WRITTEN INSTRUCTION ▸
Repeat every line of the material, character for character.

EXCERPTED RECORDS ▸
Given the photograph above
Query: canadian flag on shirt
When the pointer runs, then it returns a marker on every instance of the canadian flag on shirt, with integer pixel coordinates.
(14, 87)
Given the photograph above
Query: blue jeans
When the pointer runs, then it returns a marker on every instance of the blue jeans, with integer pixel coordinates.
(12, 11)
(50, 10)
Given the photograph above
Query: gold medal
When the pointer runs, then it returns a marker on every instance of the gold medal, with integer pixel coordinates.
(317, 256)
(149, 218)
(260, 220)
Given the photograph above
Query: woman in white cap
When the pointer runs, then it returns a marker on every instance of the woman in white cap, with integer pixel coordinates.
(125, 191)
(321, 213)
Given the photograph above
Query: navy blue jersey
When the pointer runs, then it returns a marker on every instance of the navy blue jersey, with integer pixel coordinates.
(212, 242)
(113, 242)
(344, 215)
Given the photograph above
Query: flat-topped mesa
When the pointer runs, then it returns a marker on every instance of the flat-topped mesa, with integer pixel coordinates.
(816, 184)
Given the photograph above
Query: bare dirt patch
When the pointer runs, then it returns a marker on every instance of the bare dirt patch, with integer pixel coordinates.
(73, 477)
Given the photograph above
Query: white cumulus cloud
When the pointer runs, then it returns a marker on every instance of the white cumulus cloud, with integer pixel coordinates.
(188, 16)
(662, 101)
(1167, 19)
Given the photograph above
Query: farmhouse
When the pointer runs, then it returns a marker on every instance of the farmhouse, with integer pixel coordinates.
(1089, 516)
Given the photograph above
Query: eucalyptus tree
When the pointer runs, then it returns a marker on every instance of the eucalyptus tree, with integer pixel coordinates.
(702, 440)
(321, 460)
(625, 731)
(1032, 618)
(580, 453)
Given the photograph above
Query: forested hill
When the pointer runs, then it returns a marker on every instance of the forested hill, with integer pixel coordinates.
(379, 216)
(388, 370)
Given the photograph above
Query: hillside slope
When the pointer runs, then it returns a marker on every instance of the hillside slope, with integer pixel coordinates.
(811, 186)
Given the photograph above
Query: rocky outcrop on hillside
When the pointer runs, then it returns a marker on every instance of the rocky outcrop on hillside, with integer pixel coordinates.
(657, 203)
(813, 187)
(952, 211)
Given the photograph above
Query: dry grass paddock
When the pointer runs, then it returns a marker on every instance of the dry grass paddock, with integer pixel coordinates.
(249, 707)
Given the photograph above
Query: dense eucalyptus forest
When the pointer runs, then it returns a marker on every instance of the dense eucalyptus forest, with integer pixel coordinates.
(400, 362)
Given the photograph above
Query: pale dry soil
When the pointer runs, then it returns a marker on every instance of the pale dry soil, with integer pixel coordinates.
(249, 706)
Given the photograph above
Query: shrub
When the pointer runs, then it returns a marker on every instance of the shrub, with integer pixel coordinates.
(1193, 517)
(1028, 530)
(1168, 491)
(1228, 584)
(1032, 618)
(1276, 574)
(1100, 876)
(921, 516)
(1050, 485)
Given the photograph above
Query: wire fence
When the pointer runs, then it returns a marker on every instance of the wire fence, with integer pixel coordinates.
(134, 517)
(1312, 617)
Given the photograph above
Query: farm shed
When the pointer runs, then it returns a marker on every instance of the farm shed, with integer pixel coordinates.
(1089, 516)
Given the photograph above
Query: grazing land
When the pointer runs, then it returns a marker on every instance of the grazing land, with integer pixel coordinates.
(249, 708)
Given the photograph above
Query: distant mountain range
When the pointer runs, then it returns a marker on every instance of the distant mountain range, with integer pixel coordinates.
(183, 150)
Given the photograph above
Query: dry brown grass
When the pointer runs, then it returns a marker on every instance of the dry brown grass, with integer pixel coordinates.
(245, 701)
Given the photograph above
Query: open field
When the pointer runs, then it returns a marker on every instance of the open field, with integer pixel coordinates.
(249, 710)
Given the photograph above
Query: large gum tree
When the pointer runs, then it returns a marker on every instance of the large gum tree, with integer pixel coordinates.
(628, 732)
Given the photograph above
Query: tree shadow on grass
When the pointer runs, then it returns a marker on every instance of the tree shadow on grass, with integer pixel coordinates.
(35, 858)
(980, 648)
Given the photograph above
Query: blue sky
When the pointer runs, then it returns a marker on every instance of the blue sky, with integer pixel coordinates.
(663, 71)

WRITTEN ANSWER ▸
Given the photograph above
Query: canadian flag on shirt
When the pointer runs, then it returns a marker on every instance of the canadian flag on shirt, with integer pixel coordinates.
(14, 87)
Given the photograph above
Query: blue jeans
When the pointer runs, then it returns a marker on every instance of the blue jeans, with integer pixel coordinates.
(12, 11)
(50, 10)
Given the photograph above
Query: gold medal
When the pointer runs, then it returns a marker on every instance of the gold medal, with integer pixel coordinates.
(317, 256)
(149, 218)
(260, 220)
Given the photograph above
Query: woman in white cap
When the pointer runs, then it returns a marker on every instance of the woman in white cap, with integer pixel coordinates.
(125, 191)
(321, 213)
Given the photograph above
Query: navy blue jersey
When the pointer runs, then it returns a marker on every instance of the navy blue jersey, with integer pixel coordinates.
(212, 242)
(113, 242)
(344, 215)
Given the photograph above
Query: flat-topped mesa
When the pointer runs, then it returns a marker on every instance of the flat-topped mesa, with integer pixel coordinates.
(816, 184)
Given the photograph above
Query: bare dirt patch
When the pointer runs, then it returns a marker on every instance of the bare dirt patch, with integer pixel coordinates.
(73, 477)
Given the photograph above
Query: white cumulus cloud
When the pointer runs, then it returns a marker on every instance of the white cumulus cloud, with integer pixel coordinates.
(188, 16)
(662, 101)
(1167, 19)
Given the photograph above
Query: farmhouse
When the pointer runs, then it returns a marker on every instance of the farmhouse, with integer pixel coordinates.
(1089, 516)
Given the photograph above
Query: eucalyptus tree
When the pointer runs, then it returns a marker on every instance of the eucalyptus tree, with integer pixel coordinates.
(702, 440)
(321, 460)
(625, 731)
(1032, 618)
(580, 453)
Given the photograph above
Query: forested hill
When the pointer runs, then it returns a marker on every instance of the forested hill, with integer pixel coordinates.
(379, 216)
(388, 370)
Given the photograph above
Query: hillside slope
When the pointer runs, then it returns a marker on every instance of the hillside slope, with integer pixel coordinates.
(811, 186)
Given the photograph above
Query: rocky outcrop on hillside
When the pointer runs, then it returns a marker on every instance of the rocky outcrop on hillside, with integer pixel coordinates.
(657, 203)
(813, 187)
(952, 211)
Given the photograph above
Query: dry grass paddock
When the pointer runs, then it returns a marker on every instance of the dry grass paddock, with integer pixel coordinates.
(249, 707)
Given the photograph above
Query: dense eucalyptus forest
When the pointer runs, then it returns a marker on every instance of the dense eucalyptus forest, with integer pixel coordinates.
(400, 362)
Given the photograph above
Query: pale dry soil
When the pointer runs, then it returns a marker on every instance of the pale dry soil, with integer pixel coordinates.
(249, 706)
Given the photograph above
Query: shrub
When the pointer runs, then it returns a marker on every instance of the shrub, with integer pixel coordinates.
(1193, 517)
(1028, 530)
(1168, 491)
(1228, 584)
(1032, 618)
(1276, 574)
(1100, 876)
(921, 516)
(1050, 485)
Given the photograph above
Query: wire fence
When the pointer runs, then it returns a marker on every instance of the wire fence, with integer pixel coordinates.
(134, 517)
(1312, 617)
Given the photograph above
Query: farm shed
When the pointer runs, then it returns a marker on every instance of the farm shed, with integer pixel coordinates.
(1089, 516)
Given the photograph above
Query: grazing land
When the pointer runs, then it returns a marker on every instance of the grazing land, with integer pixel coordinates.
(249, 708)
Given the photograph above
Query: distant mountain range
When the pointer runs, then it returns a marker on every instance of the distant mountain range, with integer pixel coordinates.
(183, 150)
Given the photograph above
Query: dry brown grass
When the pointer runs, then it returns a marker on every instance of the dry brown grass, with integer pixel coordinates.
(245, 701)
Given the photograph above
Query: open field
When the pointer runs, then it returns a marker on every instance of the open field, with integer pixel coordinates.
(249, 710)
Given the photograph above
Query: large gum tree
When the pointer runs, then it returns a marker on every instance of the large gum tree, with integer pixel coordinates.
(628, 732)
Given the photograph above
Query: tree shadow on grass
When the pointer runs, then it returns a marker on every instance of the tree shadow on grass, with integer pixel coordinates.
(35, 858)
(980, 648)
Given the photograph above
Query: blue sky
When the pointer runs, then it returns a marker on every instance of the blue sky, with integer pixel coordinates.
(663, 71)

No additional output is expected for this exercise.